> Prompt: Print the records below exactly; all of them are needed.

> Provided records:
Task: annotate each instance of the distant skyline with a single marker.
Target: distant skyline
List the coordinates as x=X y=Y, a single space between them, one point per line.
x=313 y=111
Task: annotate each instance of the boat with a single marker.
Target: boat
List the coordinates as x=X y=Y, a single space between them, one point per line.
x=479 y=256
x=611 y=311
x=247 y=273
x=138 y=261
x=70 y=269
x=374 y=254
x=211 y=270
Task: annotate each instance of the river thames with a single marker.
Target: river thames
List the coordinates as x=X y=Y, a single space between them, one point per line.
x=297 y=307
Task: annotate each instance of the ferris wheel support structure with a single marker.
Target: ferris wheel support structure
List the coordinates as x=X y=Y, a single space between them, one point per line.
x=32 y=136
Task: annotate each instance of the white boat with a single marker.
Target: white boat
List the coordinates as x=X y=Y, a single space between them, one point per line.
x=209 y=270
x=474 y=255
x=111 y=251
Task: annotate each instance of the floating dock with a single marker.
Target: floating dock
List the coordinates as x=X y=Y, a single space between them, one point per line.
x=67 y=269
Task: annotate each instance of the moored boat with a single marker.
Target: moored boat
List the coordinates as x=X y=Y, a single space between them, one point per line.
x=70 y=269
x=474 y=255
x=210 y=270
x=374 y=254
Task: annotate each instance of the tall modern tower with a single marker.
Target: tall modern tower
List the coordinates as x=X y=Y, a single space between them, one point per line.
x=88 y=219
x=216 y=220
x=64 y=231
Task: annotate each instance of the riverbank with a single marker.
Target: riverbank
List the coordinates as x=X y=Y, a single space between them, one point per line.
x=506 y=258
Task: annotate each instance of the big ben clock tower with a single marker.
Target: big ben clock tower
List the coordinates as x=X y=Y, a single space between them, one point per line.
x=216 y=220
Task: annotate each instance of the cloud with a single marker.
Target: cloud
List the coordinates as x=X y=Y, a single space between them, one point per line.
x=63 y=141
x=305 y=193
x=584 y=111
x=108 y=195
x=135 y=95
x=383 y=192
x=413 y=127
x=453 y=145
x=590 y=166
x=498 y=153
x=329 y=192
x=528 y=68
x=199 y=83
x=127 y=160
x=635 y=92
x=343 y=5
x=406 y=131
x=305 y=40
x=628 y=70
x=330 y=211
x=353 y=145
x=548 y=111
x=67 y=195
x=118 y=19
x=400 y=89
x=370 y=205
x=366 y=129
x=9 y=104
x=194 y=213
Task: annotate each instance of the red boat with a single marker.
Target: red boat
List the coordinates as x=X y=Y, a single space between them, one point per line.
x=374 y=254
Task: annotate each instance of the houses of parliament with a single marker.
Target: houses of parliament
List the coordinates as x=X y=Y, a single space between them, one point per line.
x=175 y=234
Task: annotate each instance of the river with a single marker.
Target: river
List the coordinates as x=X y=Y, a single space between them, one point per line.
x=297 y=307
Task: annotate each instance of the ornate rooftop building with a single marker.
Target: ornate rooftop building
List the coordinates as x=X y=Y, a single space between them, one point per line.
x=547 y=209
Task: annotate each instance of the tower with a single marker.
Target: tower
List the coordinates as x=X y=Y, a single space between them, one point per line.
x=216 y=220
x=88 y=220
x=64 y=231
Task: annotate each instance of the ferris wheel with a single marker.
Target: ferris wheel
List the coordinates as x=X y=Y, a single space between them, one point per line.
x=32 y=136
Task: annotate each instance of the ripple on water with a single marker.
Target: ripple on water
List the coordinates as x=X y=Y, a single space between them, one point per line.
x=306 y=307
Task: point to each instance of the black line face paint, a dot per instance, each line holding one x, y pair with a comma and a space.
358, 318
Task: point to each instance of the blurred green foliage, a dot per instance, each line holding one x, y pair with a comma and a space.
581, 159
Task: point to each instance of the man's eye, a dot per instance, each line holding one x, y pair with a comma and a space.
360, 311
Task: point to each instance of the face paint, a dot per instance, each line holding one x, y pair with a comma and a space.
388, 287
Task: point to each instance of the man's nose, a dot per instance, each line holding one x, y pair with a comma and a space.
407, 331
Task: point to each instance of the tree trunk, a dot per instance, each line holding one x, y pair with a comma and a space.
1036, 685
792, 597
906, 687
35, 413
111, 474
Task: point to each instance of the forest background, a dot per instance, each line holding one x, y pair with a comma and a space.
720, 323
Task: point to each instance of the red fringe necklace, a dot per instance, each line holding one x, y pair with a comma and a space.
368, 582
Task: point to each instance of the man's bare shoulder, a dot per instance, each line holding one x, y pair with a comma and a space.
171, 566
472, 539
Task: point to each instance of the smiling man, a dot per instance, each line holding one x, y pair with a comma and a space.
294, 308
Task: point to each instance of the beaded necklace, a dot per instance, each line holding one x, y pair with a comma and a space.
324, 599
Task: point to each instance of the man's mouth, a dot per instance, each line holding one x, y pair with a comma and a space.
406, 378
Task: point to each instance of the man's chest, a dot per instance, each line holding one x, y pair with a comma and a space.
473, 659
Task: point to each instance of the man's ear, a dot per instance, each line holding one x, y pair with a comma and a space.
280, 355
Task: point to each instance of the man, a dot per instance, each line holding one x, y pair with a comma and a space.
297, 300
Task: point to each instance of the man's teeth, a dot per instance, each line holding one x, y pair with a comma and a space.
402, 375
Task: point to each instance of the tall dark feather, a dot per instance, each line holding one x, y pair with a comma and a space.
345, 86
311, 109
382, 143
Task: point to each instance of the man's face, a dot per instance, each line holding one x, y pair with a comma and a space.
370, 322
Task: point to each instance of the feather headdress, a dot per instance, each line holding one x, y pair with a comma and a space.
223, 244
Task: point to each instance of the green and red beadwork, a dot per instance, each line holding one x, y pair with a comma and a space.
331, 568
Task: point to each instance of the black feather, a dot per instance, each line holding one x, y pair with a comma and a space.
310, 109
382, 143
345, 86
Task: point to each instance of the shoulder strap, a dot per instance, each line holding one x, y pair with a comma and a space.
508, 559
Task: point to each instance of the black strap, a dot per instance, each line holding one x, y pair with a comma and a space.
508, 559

> Task output:
Task: annotate each instance of the distant skyline with a single marker.
Target: distant skyline
List the coordinates as x=X y=Y, a single space between them, one point per line.
x=313 y=111
Task: annotate each instance of the boat with a single marker.
Target: boat
List the coordinates as x=X y=Y, a single space between them, one point per line.
x=479 y=256
x=611 y=311
x=247 y=273
x=138 y=261
x=70 y=269
x=374 y=254
x=211 y=270
Task: annotate each instance of the river thames with a single marker.
Target: river thames
List the coordinates as x=X y=Y, a single space between them, one point per line.
x=297 y=307
Task: annotate each instance of the ferris wheel support structure with a single marker.
Target: ferris wheel support structure
List the coordinates as x=X y=Y, a single space between them, one point per line.
x=32 y=136
Task: annotate each instance of the white boat with a single marker.
Target: white boat
List the coordinates as x=X y=Y, a single space between them, one point per line.
x=209 y=270
x=474 y=255
x=111 y=251
Task: annotate each instance of the floating dock with a single marker.
Target: floating dock
List the coordinates as x=X y=Y, a single space between them, one point per line.
x=67 y=269
Task: annotate each instance of the moored boat with a single marker.
Target: moored boat
List the coordinates as x=X y=Y, a single space between them, one point per line.
x=70 y=269
x=474 y=255
x=210 y=270
x=374 y=254
Task: annotate each instance of the tall modern tower with a single marker.
Target: tall modern tower
List the coordinates as x=X y=Y, a single space between them, one point per line.
x=88 y=219
x=216 y=220
x=64 y=231
Task: annotate each instance of the riverbank with a single marker.
Target: riverbank
List the coordinates as x=X y=Y, a single space between them, one point per line.
x=506 y=258
Task: annotate each instance of the big ben clock tower with a single marker.
Target: big ben clock tower
List the coordinates as x=X y=Y, a single space between them, one point per line.
x=216 y=220
Task: annotate each instance of the cloud with a single marker.
Target: cloud
List the coordinates as x=X y=Y, a single space between them, one point per line.
x=63 y=141
x=305 y=193
x=584 y=111
x=108 y=195
x=135 y=95
x=383 y=192
x=413 y=127
x=453 y=145
x=590 y=166
x=498 y=153
x=329 y=192
x=528 y=68
x=199 y=83
x=127 y=160
x=635 y=92
x=343 y=5
x=406 y=131
x=305 y=40
x=628 y=70
x=330 y=211
x=353 y=145
x=548 y=111
x=67 y=195
x=118 y=19
x=400 y=89
x=370 y=205
x=366 y=129
x=9 y=104
x=194 y=213
Task: annotate each instance of the red boat with a single marker.
Target: red boat
List the coordinates as x=X y=Y, a single space between them, one point per line.
x=374 y=254
Task: annotate each instance of the houses of parliament with a single marker.
Target: houses of parliament
List the coordinates as x=X y=Y, a single space between them, one point per line.
x=175 y=234
Task: annotate each instance of the river with a single marker.
Target: river
List the coordinates as x=X y=Y, a single space between them, one point per line.
x=297 y=307
Task: annotate each instance of the ornate rooftop building with a single marker.
Target: ornate rooftop building
List the coordinates as x=X y=Y, a single space between them, one point per line.
x=547 y=209
Task: annotate each instance of the tower with a single marker.
Target: tower
List the coordinates as x=X y=Y, a single space between them, one point per line.
x=216 y=220
x=88 y=220
x=64 y=231
Task: annotate each instance of the ferris wheel with a single marker.
Target: ferris wheel
List the coordinates as x=X y=Y, a single space between them, one point per line.
x=32 y=136
Task: annotate each instance of the ripple on water with a single marker.
Target: ripple on water
List the coordinates as x=X y=Y, a single space between them, one point per line.
x=306 y=307
Task: point to each instance of the black line face paint, a dot per instance, each line holding one x, y pair with a comma and a space.
358, 318
Task: point to each instance of the blurred green foliage, a dot per instance, each line holding one x, y pair with a comma and a space.
581, 159
Task: point to each instance of the man's eye, a dot per instance, each line holding one x, y pair with a comma and a space.
360, 311
Task: point to each instance of the face paint, a dot per instance, each line holding one x, y pair with a comma and a space.
388, 287
Task: point to each instance of the man's nose, a dot per instance, each line holding one x, y pair with a comma and a space.
407, 331
Task: point to each instance of the tree trunk, a dot per instance, each line holding one x, y pair with a comma and a space.
1036, 685
792, 597
906, 687
35, 413
111, 474
Task: point to each instance of the forest background, a dot per instance, each line holding one x, y pair with a comma and a space.
720, 323
Task: point to each instance of the red fringe necklace, a dot per instance, each line holding one x, y pair with a comma and a space.
368, 582
Task: point to each instance of the man's bare shoulder, a dot per instance, each line holding one x, y pair with a comma and a space.
171, 566
472, 539
Task: point to each instance of the smiling man, a dot per instance, each line holding one x, y pair with a comma and a space.
294, 308
Task: point to each instance of the beaded necklace, a dot per instance, each line holding one x, y pair with a comma and a space.
324, 599
Task: point to each instance of the man's mouth, a dot per instance, each line holding one x, y pair with a comma and a space.
406, 378
Task: point to each instance of the man's chest, a dot per instance, each line holding one x, y pair with a comma and a space.
473, 659
Task: point to each instance of the man's ear, a dot per instance, each line holding one x, y pair with a comma and a space.
280, 355
Task: point to each instance of the man, a dot per instance, each line holding one x, y pair with a comma and a space.
297, 300
Task: point to each instance of the man's teeth, a dot per instance, each line holding one x, y pair with a comma and a space.
402, 375
Task: point to each instance of the tall dark feather, a dot per instance, each line holding one x, y pair with a comma and a space.
345, 86
311, 109
382, 143
Task: point to each instance of the man's face, a dot per instance, each line holding one x, y pair with a comma and a space.
370, 322
Task: point to each instance of the feather headdress, a dot per instance, each line holding one x, y pair with a comma and a space.
223, 244
Task: point to each instance of the green and red beadwork, a dot per instance, each line holding one x, y pair with a comma and a space.
331, 568
Task: point to each instance of the black feather, a dot per instance, each line holding one x, y pair with a comma and a space.
310, 109
382, 143
345, 86
Task: point to each instance of the shoulder strap, a dot per instance, each line holding one x, y pair with a comma and a space.
508, 559
Task: point to each instance of the black strap, a dot per instance, each line holding one x, y pair with a comma and a space.
508, 559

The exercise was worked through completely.